TEXT PROVIDED
▽

Anecdotal evidence is that it did not work -- turnout was high, and
there were very few reports on election day of Republican
intimidation at the polls.

Diaries :: Hunter's diary ::

Set aside the possibility of fraud, for the moment. We will return
to it.

Currently, the margin of difference between Kerry and Bush is 136,483
votes.

The provisional ballots are being counted now. "Provisional" ballots
are ballots cast by people who the polling officials couldn't find on
the voting rolls, or who had some other reason why they were denied
the right to vote along with the rest of the populous. We can expect
90% or more of these votes to be valid, but it takes a long time --
up to ten days -- to correctly validate each and every one to
determine that the voter is indeed eligible to vote.

There are 155,337 provisional ballots (from MyDD). These ballots are
going to be counted, whether Kerry asks for it or not. They are
legally (potential) votes, and Ohio is counting them now.

Assume they break 80% for Kerry, which is being very generous -- but
we'll know the precise numbers soon, no matter what. That means
Kerry gains an additional 124,269 votes, and Bush gains 31,067 -- so
Kerry gains +93,200 votes.

Repeating, these votes will be counted. We will know the totals
soon. But note that that still isn't enough, best case scenario, to
gain a Kerry victory. Again, the margin of difference is currently
136,483 votes: shrinking that by 93,000 "gained" Kerry votes from
provisional ballots means that a recount would have to net Kerry over
+43,200 votes in order to actually affect the election.

Ohio primarily uses punchcard voting. Right now, with a difference
of over 130,000 votes between Kerry and Bush, nobody wants to touch a
hand-recount of those ballots with a ten-foot pole. Memories of
Florida are still omnipresent, and the national Democrats aren't
going to go down that road unless it would credibly make a
difference. When you are down by more than a hundred thousand votes,
and you only have 92,000 "spoiled" ballots, there is no possible way
that it would make a difference. However, it is likely that a
recount would favor Kerry, because poor/minority areas historically
have a greater rate of "spoiled" ballots -- ballots which cannot be
read by the machine -- than other areas.

According to MyDD, there are 92,672 ballots in which no vote for
president was recorded. Even assuming that these ballots leaned 70%
for Kerry, which is a very, very remote best-case scenario, that's
64,870 for Kerry, and 27,801 for Bush -- gaining +37,000 votes for
Kerry, if all the planets lined up precisely right.

If the margin between Bush and Kerry after counting the provisional
ballots is greater than 40,000, there simply isn't any credible way
those votes will make the difference. In reality, it is unlikely
that Kerry would gain more than 10k-20k votes from it.

If it would potentially make a difference -- that is, if Kerry gained
so many provisional ballots as to be within striking range, Ohio law
allows for a recount of the ballots. It is a decidedly better system
than in Florida 2000.

△

STATED PROBLEM A
Copy out the listing word for word, starting with the line that contains "indicate the worn" and going on through the end of the listing.

Records contained in a dataset
▽

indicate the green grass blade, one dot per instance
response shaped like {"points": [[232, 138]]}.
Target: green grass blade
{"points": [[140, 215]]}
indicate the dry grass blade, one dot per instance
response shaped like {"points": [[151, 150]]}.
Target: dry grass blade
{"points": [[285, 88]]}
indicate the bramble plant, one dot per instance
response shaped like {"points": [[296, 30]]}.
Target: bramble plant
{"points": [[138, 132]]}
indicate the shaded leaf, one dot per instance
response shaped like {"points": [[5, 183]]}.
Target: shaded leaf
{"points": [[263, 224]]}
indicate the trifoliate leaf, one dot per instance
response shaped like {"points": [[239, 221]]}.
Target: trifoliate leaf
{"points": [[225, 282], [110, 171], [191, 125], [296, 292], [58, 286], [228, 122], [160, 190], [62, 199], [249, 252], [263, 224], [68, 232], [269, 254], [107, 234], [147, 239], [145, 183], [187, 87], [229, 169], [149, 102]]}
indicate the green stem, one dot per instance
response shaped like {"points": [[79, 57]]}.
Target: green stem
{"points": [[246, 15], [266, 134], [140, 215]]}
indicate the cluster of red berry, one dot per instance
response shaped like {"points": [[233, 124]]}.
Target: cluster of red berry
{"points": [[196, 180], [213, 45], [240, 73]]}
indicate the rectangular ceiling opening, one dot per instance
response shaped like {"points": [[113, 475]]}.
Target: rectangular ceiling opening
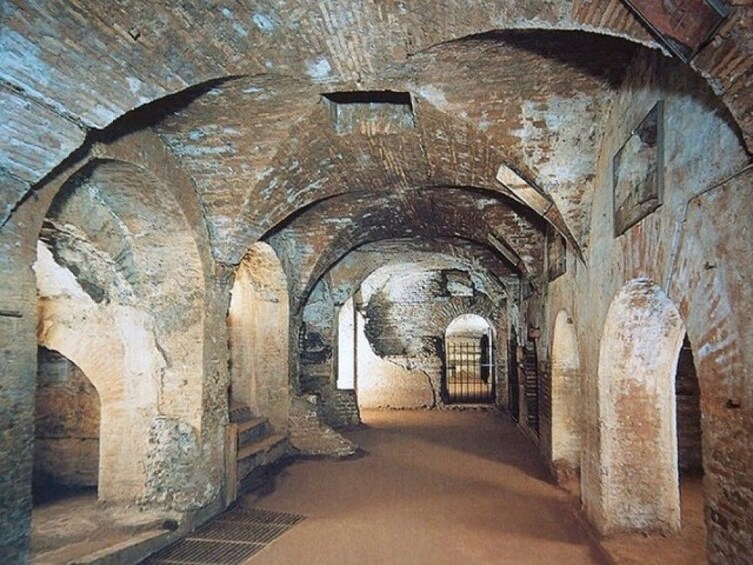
{"points": [[370, 112]]}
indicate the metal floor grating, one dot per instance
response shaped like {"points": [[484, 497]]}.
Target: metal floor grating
{"points": [[229, 539]]}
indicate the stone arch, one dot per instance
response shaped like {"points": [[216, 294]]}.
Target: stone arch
{"points": [[121, 293], [66, 428], [347, 343], [117, 352], [258, 326], [566, 399], [640, 345]]}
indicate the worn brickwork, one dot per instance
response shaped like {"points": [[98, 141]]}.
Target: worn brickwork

△

STATED PROBLEM B
Carry on the piece about the Ohio vote margin and provisional ballots from where it stops.

FINAL RESULT A
indicate the worn brickwork, one dot per instance
response shaped like {"points": [[98, 141]]}.
Target: worn brickwork

FINAL RESULT B
Only after the provisional and absentee/military votes have been
completely counted, election officials will "certify" the results of
the election. The candidate (or his electors, or the voters -- it is
unclear, but certainly at minimum, the candidate) may contest the
results of the election (e.g. ask for a recount) at any point within
five days from the day of the election, or at any point until the
official "certification" of the results. Note that this means there
is at least an eleven-day window here, and possibly more, depending
on how "certification" works in Ohio. Note also that this would be a
full "hanging-chad" manual recount -- the standards for what is and
isn't a vote in Ohio, chad-wise, are spelled out clearly, and so Bush
v. Gore wouldn't enter into it.

Also, Kerry "conceding" doesn't enter into it. "Conceding" is a
political concept, not a legal one. If Ohio looked like it had some
possibility of turning blue, you can bet that Kerry would "un-
concede" pretty damn quickly.

Issues of Fraud?

The possibility of fraud has been raised primarily because the
results from Ohio are not what people were expecting to see.
Republican turnout was very large, and Democrats seemed to vote for
Bush in surprising numbers. That is indeed curious, and needs to be
analyzed.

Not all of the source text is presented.